Problem requirements:
Copy word for word the items starting at the line that contains "For every instance of the man" and ending at the last line of the items, with both ends included.

Material:

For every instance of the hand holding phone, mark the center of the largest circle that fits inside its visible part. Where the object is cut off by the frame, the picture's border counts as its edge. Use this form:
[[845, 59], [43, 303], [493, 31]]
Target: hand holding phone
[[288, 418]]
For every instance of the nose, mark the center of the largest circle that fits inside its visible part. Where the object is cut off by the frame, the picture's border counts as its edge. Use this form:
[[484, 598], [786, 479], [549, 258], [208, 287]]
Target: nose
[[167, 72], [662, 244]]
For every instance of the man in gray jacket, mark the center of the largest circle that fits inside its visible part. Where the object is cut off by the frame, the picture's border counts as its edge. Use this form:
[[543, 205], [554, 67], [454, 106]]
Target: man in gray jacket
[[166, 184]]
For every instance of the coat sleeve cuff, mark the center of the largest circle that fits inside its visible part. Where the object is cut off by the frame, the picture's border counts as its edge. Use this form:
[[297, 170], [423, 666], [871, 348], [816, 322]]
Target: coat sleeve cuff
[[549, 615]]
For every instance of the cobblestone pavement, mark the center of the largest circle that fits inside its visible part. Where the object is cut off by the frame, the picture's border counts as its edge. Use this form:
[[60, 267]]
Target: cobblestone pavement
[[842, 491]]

The answer:
For every instance of the man in gray jacket, mark the center of the largest circle that fits inside its visible part. Where the object is cut off by the frame, the picture's border counts as its edge. Use this form:
[[543, 205], [554, 67], [454, 106]]
Target: man in gray jacket
[[166, 184]]
For every instance of the coat sleeve cuff, mark the center of the largest circle that fits inside its visible part. Where the object is cut off by the frame, the picture's border counts as its edge. Use this form:
[[297, 170], [423, 666], [871, 348], [816, 322]]
Target: coat sleeve cuff
[[549, 615]]
For every instance of the cobblestone pavement, mark the center of the largest circle that fits inside its visible part. Where the object is cut off by the frame, the picture's border counts as its edge. Use this form:
[[60, 267]]
Target: cobblestone pavement
[[842, 491]]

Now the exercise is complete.